PAGE TEXT:
#####

Yesterday, the GBGA issued its own statement on its seeming loss in the ECJ. Szpunar’s opinion is technically non-binding but is expected to be the basis for the ECJ to find in favor of the United Kingdom Gambling Commission and against the GBGA. The expected ruling will also uphold the UKGC’s last round of amendments to its gambling tax and regulatory codes, known as the Gambling (Licensing and Advertising) Act 2014.
Peter Howitt, the GBGA’s CEO, offered the following: “We are naturally disappointed with the opinion of the Advocate General. We continue to believe that the gambling duty applied by the UK government to operators out of the jurisdiction, in circumstances where the customer may not be in the UK when they gamble or even a UK resident, is a disproportionate restriction on operators. We look forward to receiving the CJEU’s judgment on the issues.”
The GBGA also offered its own brief description of Advocate General Szpunar’s findings, as follows:
The UK and Gibraltar are to be considered as a single Member State for the purposes of the application of Article 56 of the Treaty on the Functioning of the European Union (the “TFEU”) which protects the free movement of services within the EU. The application of UK gambling duty to Gibraltar operators may therefore be considered a purely internal situation that does not engage Article 56.
Article 56 TFEU does not preclude the imposition of national measures with the features of the UK gambling duty. UK gambling duty is applied without discrimination and does not give rise to a restriction on the free movement of services. Article 56 TFEU may preclude a tax where it is charged at a prohibitive rate.
The issue as to whether the UK gambling duty is proportionate to reach its aims does not need to be decided but in any event is an issue for the English High Court to determine.
The Advocate General’s opinion is not binding on the Court of Justice of the European Union (“CJEU”) or on the English High Court. The next step in the proceedings is that the CJEU will issue its judgment on the issues which will then be binding on the English High Court.
(To read the somewhat longer EU-issued summary of Advocate General Szpunar’s opinion, click here. Or, if you wish to commit legalese hara-kiri and read the full, original opinion in its entirety, click here.)

#####

RECORD SET:
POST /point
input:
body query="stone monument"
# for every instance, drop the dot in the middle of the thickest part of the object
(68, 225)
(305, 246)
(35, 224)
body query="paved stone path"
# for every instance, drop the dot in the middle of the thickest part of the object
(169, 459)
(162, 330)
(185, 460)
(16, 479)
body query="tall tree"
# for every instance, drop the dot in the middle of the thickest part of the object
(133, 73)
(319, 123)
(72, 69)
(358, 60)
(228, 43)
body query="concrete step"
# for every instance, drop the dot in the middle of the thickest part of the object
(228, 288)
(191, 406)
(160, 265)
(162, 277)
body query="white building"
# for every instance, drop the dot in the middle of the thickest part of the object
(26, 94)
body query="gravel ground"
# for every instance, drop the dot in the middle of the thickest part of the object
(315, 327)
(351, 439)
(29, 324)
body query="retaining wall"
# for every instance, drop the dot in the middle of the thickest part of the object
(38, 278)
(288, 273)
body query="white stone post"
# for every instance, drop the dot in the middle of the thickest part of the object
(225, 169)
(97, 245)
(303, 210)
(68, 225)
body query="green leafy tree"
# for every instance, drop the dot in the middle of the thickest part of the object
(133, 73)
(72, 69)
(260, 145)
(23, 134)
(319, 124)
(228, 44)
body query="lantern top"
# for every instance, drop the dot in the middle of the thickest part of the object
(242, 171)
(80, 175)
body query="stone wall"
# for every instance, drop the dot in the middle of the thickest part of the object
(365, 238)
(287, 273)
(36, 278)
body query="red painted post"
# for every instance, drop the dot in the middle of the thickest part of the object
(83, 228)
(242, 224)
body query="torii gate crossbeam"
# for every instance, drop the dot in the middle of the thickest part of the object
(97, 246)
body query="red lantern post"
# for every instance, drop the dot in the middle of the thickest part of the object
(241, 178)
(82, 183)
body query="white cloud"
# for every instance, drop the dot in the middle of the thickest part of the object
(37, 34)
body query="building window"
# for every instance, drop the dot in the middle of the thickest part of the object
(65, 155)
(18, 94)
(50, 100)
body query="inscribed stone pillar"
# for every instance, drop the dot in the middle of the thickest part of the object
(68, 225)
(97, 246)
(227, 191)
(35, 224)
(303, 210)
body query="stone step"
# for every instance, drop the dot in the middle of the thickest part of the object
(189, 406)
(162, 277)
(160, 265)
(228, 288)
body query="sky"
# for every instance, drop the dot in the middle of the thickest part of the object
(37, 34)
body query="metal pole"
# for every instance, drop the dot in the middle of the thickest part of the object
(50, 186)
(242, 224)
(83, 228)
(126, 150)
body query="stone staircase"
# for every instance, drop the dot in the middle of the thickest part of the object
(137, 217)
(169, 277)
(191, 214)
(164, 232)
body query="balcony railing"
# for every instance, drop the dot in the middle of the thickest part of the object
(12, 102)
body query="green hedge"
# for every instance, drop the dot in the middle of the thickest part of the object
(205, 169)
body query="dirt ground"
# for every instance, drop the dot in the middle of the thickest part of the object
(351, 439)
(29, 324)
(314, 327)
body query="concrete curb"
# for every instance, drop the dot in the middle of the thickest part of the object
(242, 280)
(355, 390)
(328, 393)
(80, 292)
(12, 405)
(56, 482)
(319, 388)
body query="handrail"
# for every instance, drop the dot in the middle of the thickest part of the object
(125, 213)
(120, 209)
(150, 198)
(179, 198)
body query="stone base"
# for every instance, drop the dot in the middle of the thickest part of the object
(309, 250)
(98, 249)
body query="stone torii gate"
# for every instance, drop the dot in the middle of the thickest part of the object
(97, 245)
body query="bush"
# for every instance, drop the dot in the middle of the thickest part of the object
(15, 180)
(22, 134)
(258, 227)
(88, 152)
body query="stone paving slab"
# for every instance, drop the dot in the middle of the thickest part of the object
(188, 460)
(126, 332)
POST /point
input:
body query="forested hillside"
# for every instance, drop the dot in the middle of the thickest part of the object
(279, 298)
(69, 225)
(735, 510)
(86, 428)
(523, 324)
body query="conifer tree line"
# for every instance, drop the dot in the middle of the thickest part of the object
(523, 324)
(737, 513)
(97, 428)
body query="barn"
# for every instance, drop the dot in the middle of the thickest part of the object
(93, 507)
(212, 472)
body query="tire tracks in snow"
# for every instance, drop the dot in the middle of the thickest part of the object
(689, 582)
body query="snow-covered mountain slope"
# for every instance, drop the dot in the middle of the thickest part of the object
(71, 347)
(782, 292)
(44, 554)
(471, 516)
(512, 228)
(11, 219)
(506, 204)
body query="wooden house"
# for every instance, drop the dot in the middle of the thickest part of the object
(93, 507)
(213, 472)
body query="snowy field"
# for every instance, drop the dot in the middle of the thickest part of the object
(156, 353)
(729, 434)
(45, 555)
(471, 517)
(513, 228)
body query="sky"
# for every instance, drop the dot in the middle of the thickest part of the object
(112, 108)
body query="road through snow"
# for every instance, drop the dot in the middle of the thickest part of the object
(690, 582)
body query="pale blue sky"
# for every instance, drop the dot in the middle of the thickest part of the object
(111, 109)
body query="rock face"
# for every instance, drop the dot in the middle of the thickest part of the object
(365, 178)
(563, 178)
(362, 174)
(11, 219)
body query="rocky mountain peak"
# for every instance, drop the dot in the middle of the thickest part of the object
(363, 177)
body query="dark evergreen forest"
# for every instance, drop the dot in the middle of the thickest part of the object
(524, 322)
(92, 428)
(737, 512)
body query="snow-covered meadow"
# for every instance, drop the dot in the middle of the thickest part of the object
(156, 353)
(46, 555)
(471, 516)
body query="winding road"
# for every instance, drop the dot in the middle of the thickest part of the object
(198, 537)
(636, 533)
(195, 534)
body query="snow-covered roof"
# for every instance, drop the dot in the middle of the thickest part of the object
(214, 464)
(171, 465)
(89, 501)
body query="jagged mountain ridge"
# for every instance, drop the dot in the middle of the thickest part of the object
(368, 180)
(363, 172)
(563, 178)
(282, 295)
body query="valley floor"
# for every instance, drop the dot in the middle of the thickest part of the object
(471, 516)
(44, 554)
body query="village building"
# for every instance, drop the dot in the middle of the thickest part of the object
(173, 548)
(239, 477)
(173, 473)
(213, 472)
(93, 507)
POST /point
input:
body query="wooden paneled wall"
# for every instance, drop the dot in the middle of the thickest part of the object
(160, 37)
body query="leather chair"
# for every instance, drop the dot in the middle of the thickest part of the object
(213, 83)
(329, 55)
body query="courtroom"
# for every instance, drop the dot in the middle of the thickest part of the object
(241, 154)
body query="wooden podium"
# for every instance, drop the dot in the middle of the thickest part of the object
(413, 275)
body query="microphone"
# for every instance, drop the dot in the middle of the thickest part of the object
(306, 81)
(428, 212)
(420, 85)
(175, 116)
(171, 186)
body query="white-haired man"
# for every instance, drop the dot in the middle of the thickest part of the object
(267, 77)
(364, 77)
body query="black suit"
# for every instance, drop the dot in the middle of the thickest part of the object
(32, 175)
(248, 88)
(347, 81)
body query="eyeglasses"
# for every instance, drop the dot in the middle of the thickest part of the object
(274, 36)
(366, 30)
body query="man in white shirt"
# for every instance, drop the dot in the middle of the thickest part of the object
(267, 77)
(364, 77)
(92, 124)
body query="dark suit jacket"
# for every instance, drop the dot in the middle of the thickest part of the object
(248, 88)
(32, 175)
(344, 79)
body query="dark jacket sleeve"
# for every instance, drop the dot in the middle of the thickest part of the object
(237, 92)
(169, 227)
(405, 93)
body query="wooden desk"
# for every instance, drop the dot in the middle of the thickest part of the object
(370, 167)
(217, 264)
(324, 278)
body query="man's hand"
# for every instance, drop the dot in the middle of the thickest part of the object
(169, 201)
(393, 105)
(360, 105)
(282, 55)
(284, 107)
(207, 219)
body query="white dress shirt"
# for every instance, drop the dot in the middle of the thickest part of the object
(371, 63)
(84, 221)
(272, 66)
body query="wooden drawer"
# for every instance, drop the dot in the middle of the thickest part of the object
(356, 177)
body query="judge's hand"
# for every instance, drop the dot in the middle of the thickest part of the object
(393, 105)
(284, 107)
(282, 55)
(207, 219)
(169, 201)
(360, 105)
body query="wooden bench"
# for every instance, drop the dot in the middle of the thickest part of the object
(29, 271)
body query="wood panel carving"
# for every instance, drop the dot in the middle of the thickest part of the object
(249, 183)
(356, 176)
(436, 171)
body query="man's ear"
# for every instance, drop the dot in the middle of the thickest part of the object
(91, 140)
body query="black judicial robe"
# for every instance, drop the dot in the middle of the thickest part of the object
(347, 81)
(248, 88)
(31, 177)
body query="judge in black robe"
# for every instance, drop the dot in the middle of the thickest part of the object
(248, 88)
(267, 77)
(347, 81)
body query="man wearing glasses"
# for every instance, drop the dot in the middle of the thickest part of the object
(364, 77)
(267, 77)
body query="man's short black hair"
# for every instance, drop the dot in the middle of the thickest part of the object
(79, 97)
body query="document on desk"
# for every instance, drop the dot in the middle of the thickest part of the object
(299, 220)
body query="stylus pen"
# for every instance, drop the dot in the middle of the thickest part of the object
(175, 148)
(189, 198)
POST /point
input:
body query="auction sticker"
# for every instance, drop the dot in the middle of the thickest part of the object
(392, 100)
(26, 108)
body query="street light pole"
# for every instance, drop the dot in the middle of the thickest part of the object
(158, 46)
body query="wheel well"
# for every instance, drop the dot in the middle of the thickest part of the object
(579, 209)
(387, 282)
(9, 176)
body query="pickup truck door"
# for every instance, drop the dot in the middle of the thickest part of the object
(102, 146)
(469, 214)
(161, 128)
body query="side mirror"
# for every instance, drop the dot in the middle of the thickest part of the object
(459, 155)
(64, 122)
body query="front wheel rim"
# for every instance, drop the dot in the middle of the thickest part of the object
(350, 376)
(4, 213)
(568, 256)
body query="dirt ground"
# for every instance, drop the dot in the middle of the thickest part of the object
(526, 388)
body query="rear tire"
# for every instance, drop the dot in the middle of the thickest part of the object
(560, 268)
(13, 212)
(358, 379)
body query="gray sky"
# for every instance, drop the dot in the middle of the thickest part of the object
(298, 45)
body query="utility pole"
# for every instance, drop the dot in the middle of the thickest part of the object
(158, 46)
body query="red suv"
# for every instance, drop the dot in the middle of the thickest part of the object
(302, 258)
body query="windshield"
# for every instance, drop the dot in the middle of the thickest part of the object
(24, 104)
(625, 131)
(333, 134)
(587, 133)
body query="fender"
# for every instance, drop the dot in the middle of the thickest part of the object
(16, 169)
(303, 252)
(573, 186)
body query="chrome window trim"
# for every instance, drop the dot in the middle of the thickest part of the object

#####

TASK INSTRUCTIONS:
Pick up the text on the Gibraltar operators' challenge to UK gambling duty, placed above the listing, and continue it from its final sentence.

EXERCISE OUTPUT:
Gibraltar currently enjoys a special status in regards to the European Union, being outside the EU’s VAT (Value Added Tax) and Schengen area. The UK protectorate has, for over a decade, positioned itself as a tax haven for online-gambling firms and sports-betting operators serving other EU countries. Dozens of such firms, many of them formerly UK-based, relocated there in large part to to evade the tax bite levied by the UK’s Gambling Commission against land-based betting shops.
All that may change soon. The tax advantage that firms gained by relocating to Gibraltar will disappear for the most part. Szpunar’s opinion that Gibraltar is a “single entity” with regards to the UK may make many of these firms seek relocation elsewhere, such as Malta. However, relocating there would offer no special advantages with regards to the taxed owed to the UK. Also uncertain will be the whiplash effect as it hits Gibraltar’s economy, should some of its current-resident firms pull up stakes.
Many of the 19 firms currently members of the GBGA are traditional “British” betting giants, including William Hill, Ladbrokes Coral and others. The GBGA’s membership has indeed dwindled in the face of the ongoing tax battle with the UK; the organization once claimed more than 30 gaming firms as members.
For customers, the upcoming changes might be transparent… or they might not. The GBGA and its memeber firms have argued that the UK’s remote-tax levy will have the effect of making the Gibraltar-based betting firms less competitive, and that in turn might result in slightly worse odds (or higher juice) for the average punter. We’ll have t ait and see how much of that is talk and threat and how much is reality. The best firms find ways to adapt to changing situations, and it appears a wave of adapting is about to take place.